What is required:
All lines from the one containing "sample | <point>273,525</point>" down to the one containing "sample | <point>940,219</point>", both ends included, are to be given again exactly; omit the rest of the listing below.
"""
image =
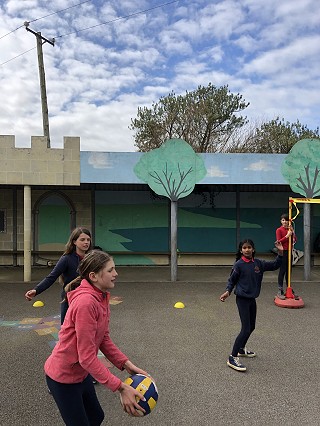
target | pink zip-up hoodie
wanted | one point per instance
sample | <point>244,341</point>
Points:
<point>85,330</point>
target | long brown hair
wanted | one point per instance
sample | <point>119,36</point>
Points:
<point>93,261</point>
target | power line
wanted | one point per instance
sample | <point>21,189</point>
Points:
<point>62,10</point>
<point>11,32</point>
<point>85,29</point>
<point>118,19</point>
<point>45,16</point>
<point>21,54</point>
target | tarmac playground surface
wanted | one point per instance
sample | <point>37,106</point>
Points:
<point>185,350</point>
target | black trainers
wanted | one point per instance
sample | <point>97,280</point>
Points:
<point>245,352</point>
<point>234,363</point>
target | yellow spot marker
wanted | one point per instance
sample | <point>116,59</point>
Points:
<point>38,304</point>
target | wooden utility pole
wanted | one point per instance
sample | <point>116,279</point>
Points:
<point>45,116</point>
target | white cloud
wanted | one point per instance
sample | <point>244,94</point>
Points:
<point>97,78</point>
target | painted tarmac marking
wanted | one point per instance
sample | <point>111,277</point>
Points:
<point>49,325</point>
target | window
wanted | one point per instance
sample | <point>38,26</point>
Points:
<point>3,220</point>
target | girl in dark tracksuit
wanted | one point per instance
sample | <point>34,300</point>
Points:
<point>246,277</point>
<point>78,245</point>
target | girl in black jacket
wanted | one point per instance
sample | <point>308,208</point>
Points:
<point>245,278</point>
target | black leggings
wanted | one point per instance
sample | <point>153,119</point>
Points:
<point>248,312</point>
<point>78,403</point>
<point>283,271</point>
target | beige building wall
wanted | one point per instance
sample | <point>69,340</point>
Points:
<point>39,165</point>
<point>35,166</point>
<point>82,203</point>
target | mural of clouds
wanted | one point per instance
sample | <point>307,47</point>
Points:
<point>262,166</point>
<point>100,160</point>
<point>215,171</point>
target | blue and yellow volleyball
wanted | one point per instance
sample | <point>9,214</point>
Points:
<point>147,388</point>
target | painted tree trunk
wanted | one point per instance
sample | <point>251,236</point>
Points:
<point>174,237</point>
<point>306,236</point>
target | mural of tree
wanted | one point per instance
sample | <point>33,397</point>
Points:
<point>301,168</point>
<point>172,171</point>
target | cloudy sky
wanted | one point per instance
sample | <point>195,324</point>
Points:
<point>110,57</point>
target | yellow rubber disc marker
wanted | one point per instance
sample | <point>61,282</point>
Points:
<point>38,304</point>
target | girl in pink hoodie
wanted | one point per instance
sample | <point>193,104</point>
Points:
<point>86,330</point>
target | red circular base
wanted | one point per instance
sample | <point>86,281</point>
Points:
<point>289,303</point>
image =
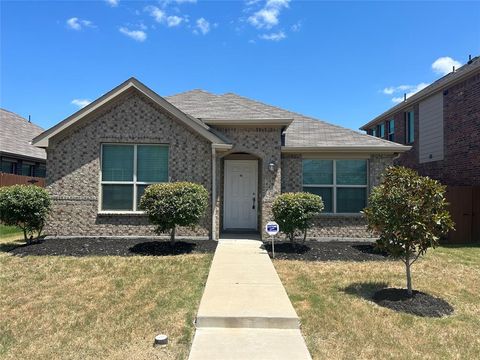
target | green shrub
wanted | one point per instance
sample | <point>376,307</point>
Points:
<point>294,212</point>
<point>410,213</point>
<point>169,205</point>
<point>25,206</point>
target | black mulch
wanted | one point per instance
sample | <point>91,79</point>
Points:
<point>326,251</point>
<point>114,247</point>
<point>419,304</point>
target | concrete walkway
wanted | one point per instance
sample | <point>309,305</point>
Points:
<point>245,312</point>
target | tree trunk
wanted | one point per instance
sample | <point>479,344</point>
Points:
<point>172,237</point>
<point>409,276</point>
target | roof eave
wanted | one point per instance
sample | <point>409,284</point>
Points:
<point>42,140</point>
<point>344,149</point>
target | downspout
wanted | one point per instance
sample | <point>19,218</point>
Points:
<point>213,235</point>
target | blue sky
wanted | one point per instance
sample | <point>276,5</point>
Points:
<point>344,62</point>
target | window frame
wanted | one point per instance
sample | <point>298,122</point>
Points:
<point>391,130</point>
<point>334,185</point>
<point>381,130</point>
<point>134,181</point>
<point>409,130</point>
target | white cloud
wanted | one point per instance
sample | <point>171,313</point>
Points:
<point>113,3</point>
<point>296,27</point>
<point>273,36</point>
<point>161,16</point>
<point>81,103</point>
<point>444,65</point>
<point>409,90</point>
<point>174,20</point>
<point>158,14</point>
<point>267,17</point>
<point>138,35</point>
<point>78,24</point>
<point>202,26</point>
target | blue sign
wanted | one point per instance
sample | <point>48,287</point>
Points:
<point>272,228</point>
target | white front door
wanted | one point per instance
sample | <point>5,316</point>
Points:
<point>240,194</point>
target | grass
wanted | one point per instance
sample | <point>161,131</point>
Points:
<point>98,307</point>
<point>340,322</point>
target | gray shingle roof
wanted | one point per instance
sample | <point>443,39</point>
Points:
<point>16,134</point>
<point>303,132</point>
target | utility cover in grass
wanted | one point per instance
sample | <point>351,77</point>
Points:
<point>419,304</point>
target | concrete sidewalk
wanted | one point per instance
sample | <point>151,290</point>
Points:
<point>245,312</point>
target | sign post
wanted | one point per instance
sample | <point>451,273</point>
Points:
<point>272,229</point>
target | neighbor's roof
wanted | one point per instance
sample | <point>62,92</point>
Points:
<point>460,74</point>
<point>304,133</point>
<point>16,134</point>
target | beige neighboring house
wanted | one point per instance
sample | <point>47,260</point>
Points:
<point>101,159</point>
<point>17,155</point>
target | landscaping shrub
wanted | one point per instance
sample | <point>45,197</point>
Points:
<point>410,213</point>
<point>169,205</point>
<point>294,212</point>
<point>25,206</point>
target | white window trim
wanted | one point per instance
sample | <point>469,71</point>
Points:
<point>334,186</point>
<point>134,182</point>
<point>388,129</point>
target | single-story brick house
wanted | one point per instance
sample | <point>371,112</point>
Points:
<point>100,159</point>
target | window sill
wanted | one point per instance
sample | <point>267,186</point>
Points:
<point>122,213</point>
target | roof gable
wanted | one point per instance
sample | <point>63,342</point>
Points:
<point>16,134</point>
<point>196,125</point>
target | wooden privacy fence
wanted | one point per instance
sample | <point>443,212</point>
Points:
<point>12,179</point>
<point>465,210</point>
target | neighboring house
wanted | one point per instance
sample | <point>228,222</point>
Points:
<point>442,124</point>
<point>244,152</point>
<point>17,155</point>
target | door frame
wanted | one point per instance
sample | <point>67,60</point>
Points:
<point>225,195</point>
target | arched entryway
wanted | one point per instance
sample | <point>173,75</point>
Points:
<point>241,196</point>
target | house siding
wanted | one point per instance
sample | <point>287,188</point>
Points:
<point>73,167</point>
<point>461,130</point>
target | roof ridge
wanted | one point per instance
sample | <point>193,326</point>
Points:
<point>314,119</point>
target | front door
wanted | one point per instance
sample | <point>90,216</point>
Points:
<point>240,194</point>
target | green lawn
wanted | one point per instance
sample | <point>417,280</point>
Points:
<point>340,322</point>
<point>98,307</point>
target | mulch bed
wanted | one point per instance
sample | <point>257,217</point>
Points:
<point>419,304</point>
<point>113,247</point>
<point>326,251</point>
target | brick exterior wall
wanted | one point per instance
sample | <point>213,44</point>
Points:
<point>73,167</point>
<point>332,225</point>
<point>461,118</point>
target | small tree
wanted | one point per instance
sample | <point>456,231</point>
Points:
<point>170,205</point>
<point>410,213</point>
<point>294,212</point>
<point>25,206</point>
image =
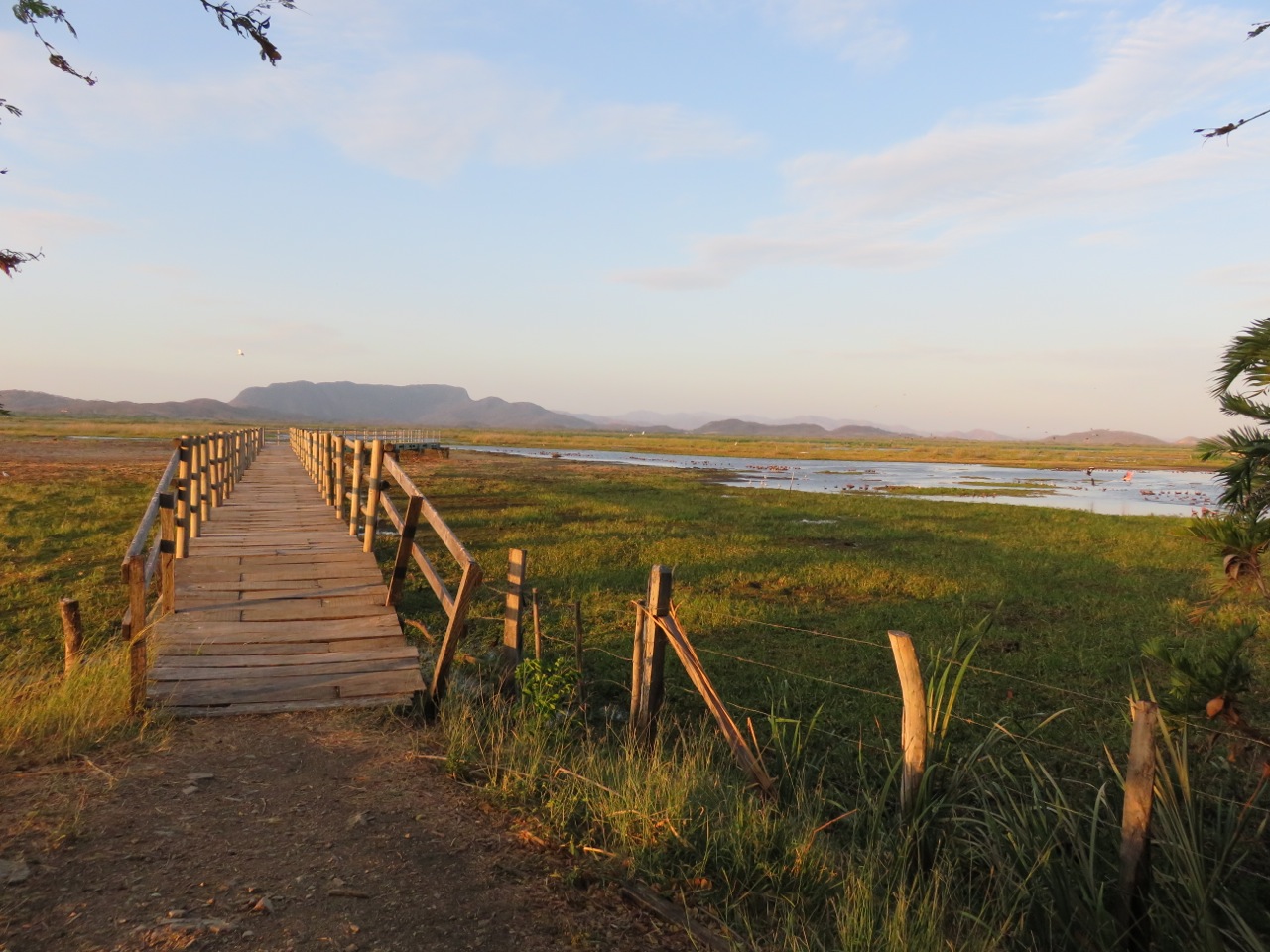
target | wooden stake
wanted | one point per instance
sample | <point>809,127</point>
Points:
<point>339,477</point>
<point>653,687</point>
<point>404,547</point>
<point>183,498</point>
<point>538,634</point>
<point>915,730</point>
<point>354,503</point>
<point>167,552</point>
<point>578,649</point>
<point>513,611</point>
<point>638,664</point>
<point>372,495</point>
<point>72,631</point>
<point>136,579</point>
<point>453,631</point>
<point>1139,783</point>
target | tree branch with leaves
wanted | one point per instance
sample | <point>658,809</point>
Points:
<point>253,23</point>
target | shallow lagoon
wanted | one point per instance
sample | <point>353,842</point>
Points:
<point>1147,493</point>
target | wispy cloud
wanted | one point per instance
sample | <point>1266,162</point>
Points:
<point>1080,153</point>
<point>425,116</point>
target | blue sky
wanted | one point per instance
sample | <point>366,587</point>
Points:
<point>943,216</point>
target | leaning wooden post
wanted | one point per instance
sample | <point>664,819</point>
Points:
<point>339,477</point>
<point>372,495</point>
<point>638,664</point>
<point>915,728</point>
<point>182,498</point>
<point>1139,784</point>
<point>538,631</point>
<point>397,584</point>
<point>72,631</point>
<point>135,574</point>
<point>513,610</point>
<point>653,685</point>
<point>167,551</point>
<point>354,502</point>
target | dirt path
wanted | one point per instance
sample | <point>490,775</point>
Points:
<point>290,832</point>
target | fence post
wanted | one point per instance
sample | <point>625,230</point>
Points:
<point>167,551</point>
<point>204,479</point>
<point>638,662</point>
<point>72,631</point>
<point>538,631</point>
<point>579,651</point>
<point>339,477</point>
<point>653,667</point>
<point>513,636</point>
<point>354,503</point>
<point>182,498</point>
<point>372,495</point>
<point>403,557</point>
<point>1139,783</point>
<point>136,578</point>
<point>915,728</point>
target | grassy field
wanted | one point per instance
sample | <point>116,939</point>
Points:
<point>788,597</point>
<point>1071,595</point>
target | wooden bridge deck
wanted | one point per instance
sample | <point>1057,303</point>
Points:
<point>277,608</point>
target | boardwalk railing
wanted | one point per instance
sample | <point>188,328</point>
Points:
<point>200,474</point>
<point>356,472</point>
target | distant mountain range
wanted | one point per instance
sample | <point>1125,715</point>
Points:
<point>444,405</point>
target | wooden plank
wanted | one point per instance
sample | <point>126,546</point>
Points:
<point>244,649</point>
<point>280,671</point>
<point>208,661</point>
<point>316,688</point>
<point>287,706</point>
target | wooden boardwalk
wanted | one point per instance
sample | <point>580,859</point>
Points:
<point>277,608</point>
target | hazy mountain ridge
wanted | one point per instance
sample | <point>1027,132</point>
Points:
<point>414,404</point>
<point>445,405</point>
<point>35,402</point>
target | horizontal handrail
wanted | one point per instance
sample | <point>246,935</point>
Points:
<point>439,525</point>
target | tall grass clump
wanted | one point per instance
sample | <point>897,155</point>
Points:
<point>1010,846</point>
<point>48,717</point>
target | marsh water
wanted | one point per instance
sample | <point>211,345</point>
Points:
<point>1143,493</point>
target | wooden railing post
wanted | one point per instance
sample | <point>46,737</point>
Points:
<point>638,664</point>
<point>404,548</point>
<point>183,498</point>
<point>453,631</point>
<point>354,500</point>
<point>513,631</point>
<point>653,667</point>
<point>135,575</point>
<point>915,721</point>
<point>168,551</point>
<point>372,495</point>
<point>204,479</point>
<point>72,633</point>
<point>339,477</point>
<point>1139,783</point>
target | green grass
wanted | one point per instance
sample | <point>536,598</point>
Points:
<point>1074,595</point>
<point>63,534</point>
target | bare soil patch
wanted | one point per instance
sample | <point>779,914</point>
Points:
<point>290,832</point>
<point>64,457</point>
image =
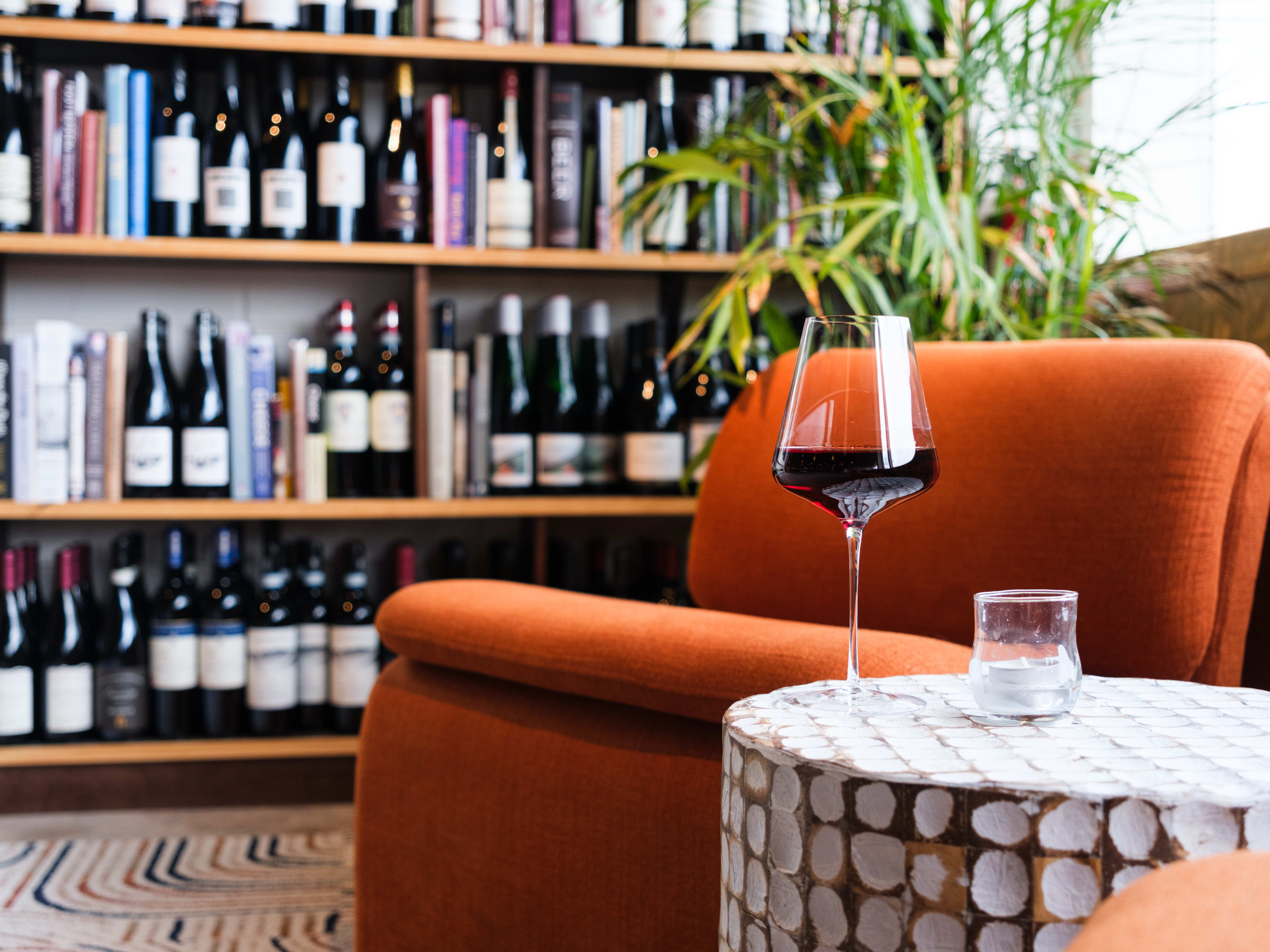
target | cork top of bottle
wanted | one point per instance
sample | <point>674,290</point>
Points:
<point>557,319</point>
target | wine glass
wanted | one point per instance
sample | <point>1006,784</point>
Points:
<point>855,440</point>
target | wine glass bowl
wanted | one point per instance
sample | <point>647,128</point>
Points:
<point>855,441</point>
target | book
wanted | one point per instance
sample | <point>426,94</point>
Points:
<point>261,389</point>
<point>116,405</point>
<point>117,150</point>
<point>139,154</point>
<point>564,148</point>
<point>95,416</point>
<point>238,409</point>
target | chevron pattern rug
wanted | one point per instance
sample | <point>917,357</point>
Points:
<point>239,893</point>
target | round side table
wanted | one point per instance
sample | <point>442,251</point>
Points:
<point>933,833</point>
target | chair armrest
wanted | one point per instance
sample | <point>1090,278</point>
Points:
<point>688,662</point>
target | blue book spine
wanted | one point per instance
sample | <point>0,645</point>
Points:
<point>139,154</point>
<point>260,369</point>
<point>117,151</point>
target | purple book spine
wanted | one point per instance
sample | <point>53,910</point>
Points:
<point>458,218</point>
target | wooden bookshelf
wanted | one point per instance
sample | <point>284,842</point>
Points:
<point>359,253</point>
<point>351,509</point>
<point>434,49</point>
<point>151,752</point>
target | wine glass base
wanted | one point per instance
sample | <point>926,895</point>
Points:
<point>845,698</point>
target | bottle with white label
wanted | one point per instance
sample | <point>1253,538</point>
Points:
<point>150,424</point>
<point>176,181</point>
<point>205,429</point>
<point>653,445</point>
<point>511,424</point>
<point>223,639</point>
<point>313,619</point>
<point>272,652</point>
<point>346,411</point>
<point>175,640</point>
<point>355,647</point>
<point>17,657</point>
<point>228,163</point>
<point>68,657</point>
<point>341,164</point>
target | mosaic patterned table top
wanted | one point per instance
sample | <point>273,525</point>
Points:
<point>1174,742</point>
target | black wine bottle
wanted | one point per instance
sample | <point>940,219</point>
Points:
<point>558,444</point>
<point>346,411</point>
<point>175,642</point>
<point>68,657</point>
<point>313,619</point>
<point>341,186</point>
<point>151,426</point>
<point>653,445</point>
<point>355,647</point>
<point>397,177</point>
<point>272,652</point>
<point>228,163</point>
<point>392,459</point>
<point>16,145</point>
<point>122,689</point>
<point>176,209</point>
<point>596,408</point>
<point>511,426</point>
<point>17,657</point>
<point>285,173</point>
<point>223,639</point>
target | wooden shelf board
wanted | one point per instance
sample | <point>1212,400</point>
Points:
<point>359,253</point>
<point>154,752</point>
<point>230,509</point>
<point>430,48</point>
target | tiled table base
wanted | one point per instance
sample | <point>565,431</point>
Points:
<point>930,833</point>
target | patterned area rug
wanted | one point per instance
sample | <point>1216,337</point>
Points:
<point>240,893</point>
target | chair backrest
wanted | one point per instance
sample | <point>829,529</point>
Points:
<point>1135,473</point>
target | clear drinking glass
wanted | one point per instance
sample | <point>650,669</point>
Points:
<point>1025,666</point>
<point>855,440</point>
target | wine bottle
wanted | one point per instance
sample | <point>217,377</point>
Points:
<point>558,442</point>
<point>346,412</point>
<point>122,690</point>
<point>596,417</point>
<point>355,647</point>
<point>511,441</point>
<point>341,164</point>
<point>68,657</point>
<point>284,177</point>
<point>175,642</point>
<point>392,460</point>
<point>223,639</point>
<point>17,657</point>
<point>765,24</point>
<point>668,229</point>
<point>228,163</point>
<point>653,444</point>
<point>397,178</point>
<point>150,427</point>
<point>175,200</point>
<point>16,145</point>
<point>205,427</point>
<point>272,652</point>
<point>312,619</point>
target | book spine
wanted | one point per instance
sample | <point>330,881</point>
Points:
<point>139,154</point>
<point>95,416</point>
<point>117,150</point>
<point>458,214</point>
<point>564,129</point>
<point>116,397</point>
<point>238,408</point>
<point>260,367</point>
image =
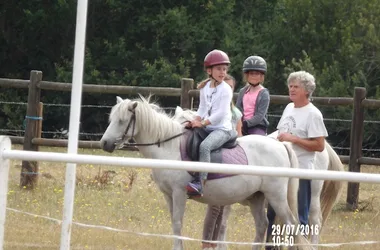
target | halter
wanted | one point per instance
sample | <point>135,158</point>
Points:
<point>132,122</point>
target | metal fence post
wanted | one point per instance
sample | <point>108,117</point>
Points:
<point>29,170</point>
<point>356,144</point>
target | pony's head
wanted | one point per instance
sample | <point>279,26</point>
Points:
<point>137,119</point>
<point>121,124</point>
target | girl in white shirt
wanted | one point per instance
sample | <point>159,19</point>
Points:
<point>214,112</point>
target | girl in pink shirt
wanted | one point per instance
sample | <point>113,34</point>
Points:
<point>253,100</point>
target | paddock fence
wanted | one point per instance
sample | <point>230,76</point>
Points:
<point>34,116</point>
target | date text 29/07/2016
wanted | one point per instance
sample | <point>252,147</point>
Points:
<point>284,234</point>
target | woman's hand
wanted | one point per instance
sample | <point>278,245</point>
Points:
<point>286,137</point>
<point>196,124</point>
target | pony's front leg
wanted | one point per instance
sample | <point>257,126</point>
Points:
<point>177,203</point>
<point>223,228</point>
<point>257,206</point>
<point>315,215</point>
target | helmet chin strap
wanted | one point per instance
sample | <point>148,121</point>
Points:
<point>216,83</point>
<point>254,85</point>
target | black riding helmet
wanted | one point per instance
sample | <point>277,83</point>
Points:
<point>255,63</point>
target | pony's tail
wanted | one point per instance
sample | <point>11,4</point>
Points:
<point>293,182</point>
<point>331,189</point>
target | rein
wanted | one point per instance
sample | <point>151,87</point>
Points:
<point>132,144</point>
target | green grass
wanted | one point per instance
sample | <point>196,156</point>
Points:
<point>127,199</point>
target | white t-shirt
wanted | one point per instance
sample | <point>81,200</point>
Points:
<point>214,105</point>
<point>304,122</point>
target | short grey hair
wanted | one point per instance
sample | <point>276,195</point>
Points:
<point>305,78</point>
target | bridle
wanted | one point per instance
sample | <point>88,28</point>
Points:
<point>132,123</point>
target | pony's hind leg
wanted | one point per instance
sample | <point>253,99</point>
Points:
<point>223,228</point>
<point>315,216</point>
<point>282,210</point>
<point>257,206</point>
<point>177,203</point>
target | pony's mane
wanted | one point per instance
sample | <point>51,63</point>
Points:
<point>150,118</point>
"""
Written answer:
sample | <point>273,525</point>
Points:
<point>1174,742</point>
target | black wine bottle
wanted | one point per instance
sample | <point>940,219</point>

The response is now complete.